─── STUDY MATERIAL

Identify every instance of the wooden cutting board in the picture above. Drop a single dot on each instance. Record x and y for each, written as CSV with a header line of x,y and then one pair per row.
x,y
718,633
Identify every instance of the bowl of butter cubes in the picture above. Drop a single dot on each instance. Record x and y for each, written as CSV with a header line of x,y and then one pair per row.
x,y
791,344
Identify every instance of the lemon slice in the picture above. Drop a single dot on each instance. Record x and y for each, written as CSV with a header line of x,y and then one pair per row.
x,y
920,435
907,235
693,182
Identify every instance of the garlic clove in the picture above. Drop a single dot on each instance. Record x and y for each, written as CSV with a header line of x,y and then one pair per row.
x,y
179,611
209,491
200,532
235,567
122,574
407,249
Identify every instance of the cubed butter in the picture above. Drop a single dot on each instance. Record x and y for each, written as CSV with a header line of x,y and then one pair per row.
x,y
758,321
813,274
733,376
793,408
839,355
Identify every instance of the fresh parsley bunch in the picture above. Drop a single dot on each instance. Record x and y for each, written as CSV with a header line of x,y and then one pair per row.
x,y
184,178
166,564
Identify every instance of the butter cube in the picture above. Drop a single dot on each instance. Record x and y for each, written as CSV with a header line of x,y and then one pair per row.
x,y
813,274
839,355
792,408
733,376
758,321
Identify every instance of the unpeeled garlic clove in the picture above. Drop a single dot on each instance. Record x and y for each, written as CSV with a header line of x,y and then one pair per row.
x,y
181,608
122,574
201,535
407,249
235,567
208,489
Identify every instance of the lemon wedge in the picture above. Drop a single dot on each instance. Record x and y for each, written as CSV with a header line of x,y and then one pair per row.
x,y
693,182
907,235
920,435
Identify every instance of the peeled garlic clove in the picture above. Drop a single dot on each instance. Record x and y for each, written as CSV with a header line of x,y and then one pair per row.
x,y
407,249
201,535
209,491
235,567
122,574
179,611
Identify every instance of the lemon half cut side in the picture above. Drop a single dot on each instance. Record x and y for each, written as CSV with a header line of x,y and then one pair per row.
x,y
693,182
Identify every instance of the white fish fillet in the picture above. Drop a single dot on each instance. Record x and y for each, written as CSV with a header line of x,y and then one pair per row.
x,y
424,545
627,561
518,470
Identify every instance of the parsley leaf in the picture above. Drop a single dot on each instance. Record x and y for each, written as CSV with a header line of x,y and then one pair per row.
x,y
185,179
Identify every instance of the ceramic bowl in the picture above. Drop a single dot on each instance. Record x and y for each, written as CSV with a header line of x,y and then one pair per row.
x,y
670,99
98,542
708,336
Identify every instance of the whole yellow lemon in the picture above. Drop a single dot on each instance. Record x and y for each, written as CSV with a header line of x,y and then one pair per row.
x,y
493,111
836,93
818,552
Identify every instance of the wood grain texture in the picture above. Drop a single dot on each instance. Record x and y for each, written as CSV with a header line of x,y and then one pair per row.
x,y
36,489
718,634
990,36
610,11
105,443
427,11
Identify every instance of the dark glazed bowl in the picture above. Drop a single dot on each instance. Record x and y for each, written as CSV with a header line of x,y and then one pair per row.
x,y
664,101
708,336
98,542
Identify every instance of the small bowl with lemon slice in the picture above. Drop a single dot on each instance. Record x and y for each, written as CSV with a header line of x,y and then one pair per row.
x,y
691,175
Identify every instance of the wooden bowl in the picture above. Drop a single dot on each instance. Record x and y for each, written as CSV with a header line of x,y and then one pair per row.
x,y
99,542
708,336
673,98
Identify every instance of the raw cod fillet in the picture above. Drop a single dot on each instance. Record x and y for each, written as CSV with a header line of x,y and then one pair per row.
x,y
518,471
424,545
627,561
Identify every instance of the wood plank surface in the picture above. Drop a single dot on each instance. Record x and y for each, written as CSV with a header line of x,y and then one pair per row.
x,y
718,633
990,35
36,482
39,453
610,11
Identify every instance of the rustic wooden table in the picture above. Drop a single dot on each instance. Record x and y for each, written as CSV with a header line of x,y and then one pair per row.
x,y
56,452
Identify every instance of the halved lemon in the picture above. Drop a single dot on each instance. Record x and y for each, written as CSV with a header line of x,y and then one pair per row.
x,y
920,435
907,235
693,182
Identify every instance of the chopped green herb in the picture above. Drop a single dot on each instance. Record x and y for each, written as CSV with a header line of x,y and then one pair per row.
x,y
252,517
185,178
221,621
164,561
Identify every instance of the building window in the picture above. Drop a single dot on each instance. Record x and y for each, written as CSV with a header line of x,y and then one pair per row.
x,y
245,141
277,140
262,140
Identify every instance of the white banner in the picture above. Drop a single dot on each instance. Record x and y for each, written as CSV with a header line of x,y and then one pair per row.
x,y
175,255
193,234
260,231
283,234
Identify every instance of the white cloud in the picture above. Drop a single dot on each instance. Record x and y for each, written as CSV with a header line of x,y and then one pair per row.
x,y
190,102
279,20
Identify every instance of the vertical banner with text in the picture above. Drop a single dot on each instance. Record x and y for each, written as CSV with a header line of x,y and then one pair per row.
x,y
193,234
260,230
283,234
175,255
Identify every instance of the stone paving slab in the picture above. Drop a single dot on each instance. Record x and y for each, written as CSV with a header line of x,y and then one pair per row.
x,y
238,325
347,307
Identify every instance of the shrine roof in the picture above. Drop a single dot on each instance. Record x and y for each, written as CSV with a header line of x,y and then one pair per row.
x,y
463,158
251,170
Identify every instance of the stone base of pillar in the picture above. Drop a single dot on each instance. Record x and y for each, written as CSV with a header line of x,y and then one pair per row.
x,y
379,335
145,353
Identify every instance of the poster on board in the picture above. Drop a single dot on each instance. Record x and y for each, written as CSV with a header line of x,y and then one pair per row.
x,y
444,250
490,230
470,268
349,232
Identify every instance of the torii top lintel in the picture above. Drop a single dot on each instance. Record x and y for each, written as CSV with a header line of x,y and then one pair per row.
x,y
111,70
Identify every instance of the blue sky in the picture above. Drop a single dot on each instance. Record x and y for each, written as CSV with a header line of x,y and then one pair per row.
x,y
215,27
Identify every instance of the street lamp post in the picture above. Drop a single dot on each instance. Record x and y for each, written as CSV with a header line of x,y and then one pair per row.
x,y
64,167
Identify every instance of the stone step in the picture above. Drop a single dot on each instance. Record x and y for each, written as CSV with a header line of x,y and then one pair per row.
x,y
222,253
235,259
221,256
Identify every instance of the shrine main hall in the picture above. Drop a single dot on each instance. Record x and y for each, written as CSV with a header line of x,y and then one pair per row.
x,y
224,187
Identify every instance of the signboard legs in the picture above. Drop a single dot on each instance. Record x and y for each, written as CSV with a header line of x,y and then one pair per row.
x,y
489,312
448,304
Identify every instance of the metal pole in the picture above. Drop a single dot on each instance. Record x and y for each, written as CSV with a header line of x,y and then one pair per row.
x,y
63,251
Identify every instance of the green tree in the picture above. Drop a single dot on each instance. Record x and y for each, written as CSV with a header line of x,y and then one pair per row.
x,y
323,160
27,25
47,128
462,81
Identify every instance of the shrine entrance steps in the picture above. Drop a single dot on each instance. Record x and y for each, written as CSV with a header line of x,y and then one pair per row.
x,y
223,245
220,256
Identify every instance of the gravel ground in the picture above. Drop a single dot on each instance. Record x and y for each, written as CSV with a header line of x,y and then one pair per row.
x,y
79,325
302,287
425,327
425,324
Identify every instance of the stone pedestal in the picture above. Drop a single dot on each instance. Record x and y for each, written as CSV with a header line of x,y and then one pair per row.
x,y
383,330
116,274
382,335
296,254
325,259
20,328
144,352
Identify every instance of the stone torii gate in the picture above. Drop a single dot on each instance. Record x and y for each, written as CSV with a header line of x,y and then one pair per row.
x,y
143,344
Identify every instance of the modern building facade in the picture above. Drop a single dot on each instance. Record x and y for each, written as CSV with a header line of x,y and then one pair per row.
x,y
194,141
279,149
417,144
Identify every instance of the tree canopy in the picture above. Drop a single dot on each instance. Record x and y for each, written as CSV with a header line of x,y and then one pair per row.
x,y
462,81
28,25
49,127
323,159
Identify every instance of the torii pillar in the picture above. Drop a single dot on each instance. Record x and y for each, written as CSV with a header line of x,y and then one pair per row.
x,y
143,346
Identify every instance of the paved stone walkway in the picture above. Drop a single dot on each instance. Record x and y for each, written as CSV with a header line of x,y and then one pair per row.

──────

**DESCRIPTION OF THE TASK**
Set down, word for word and with no other lines, the listing from the line marked by "Identify every instance of the torii pillar" through its final line.

**EXERCISE SOLUTION**
Identify every instance of the torii pillar in the picture above. Drop a single dot on each instance. Record x and y for each, written as CSV with a header line of x,y and then one pair per row.
x,y
143,346
Identify every instance of the paved stone walkway in the picture above. Drop a single dot on each instance. Record x and y for each, written as CSV with a header line of x,y and then one pair per row.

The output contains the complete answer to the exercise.